**Page extract**:

Did you know that there is a mineral so important to human health that at least 700 processes in the body cannot function without it? A deficiency in this mineral can be linked to at least 65 commonly diagnosed health conditions. Without enough of this mineral to regulate calcium, muscles tighten and cramp and arteries harden.
It is a mineral that is little understood because the medical establishment is quick to sow fears of mineral toxicity, even though the body has a marvelous way of regulating and expelling this mineral when it receives more than it needs. And, it is no longer readily available in our food, so you can’t just assume that you’re getting enough through your diet.
I’m talking about magnesium.
Why Haven’t We Heard About Magnesium?

**Extracted data**:
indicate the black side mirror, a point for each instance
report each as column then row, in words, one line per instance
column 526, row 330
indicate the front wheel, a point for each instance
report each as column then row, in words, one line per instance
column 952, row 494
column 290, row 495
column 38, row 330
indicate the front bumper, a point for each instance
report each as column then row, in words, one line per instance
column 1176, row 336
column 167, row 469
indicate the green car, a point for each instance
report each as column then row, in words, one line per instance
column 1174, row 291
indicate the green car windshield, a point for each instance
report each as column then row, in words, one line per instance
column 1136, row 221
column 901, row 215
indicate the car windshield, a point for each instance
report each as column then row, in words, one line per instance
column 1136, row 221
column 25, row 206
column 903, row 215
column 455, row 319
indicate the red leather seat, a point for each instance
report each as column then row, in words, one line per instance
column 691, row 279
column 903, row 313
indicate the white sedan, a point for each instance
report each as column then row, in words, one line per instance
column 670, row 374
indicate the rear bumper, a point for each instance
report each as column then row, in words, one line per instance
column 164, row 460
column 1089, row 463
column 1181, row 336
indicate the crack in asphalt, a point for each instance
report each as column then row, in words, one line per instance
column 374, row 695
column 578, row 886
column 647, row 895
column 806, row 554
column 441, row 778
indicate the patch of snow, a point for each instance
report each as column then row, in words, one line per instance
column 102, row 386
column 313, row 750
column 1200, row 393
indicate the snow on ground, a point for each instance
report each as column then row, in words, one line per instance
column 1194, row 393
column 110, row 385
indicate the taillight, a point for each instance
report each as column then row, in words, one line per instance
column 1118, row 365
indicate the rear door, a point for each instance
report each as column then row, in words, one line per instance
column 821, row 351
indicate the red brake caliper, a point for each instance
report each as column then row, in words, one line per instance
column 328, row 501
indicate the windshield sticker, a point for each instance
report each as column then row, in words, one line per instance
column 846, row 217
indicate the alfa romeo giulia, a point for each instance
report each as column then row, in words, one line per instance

**Activity**: Pick up the magnesium article after its last line, the heading "Why Haven’t We Heard About Magnesium?", and keep writing. The listing has no connection to the magnesium article.

**Response**:
People are more magnesium-aware than they were sixteen years ago when I began my magnesium crusade, so I’m grateful for that. However, the vast majority of schoolchildren are never exposed to nutritional education in school. What about doctors—the people who should know the biochemical workings of the body? Unfortunately, doctors generally do not learn about nutrition or nutrient supplementation in medical school because they are studying disease, not wellness.
I like to talk about my 200 hours of biochemistry in medical school, where I learned about all the nutrient cofactors necessary for every biochemical reaction. But I was likely the only one who recognized their importance because of my extensive study of nutrition before I went into medicine.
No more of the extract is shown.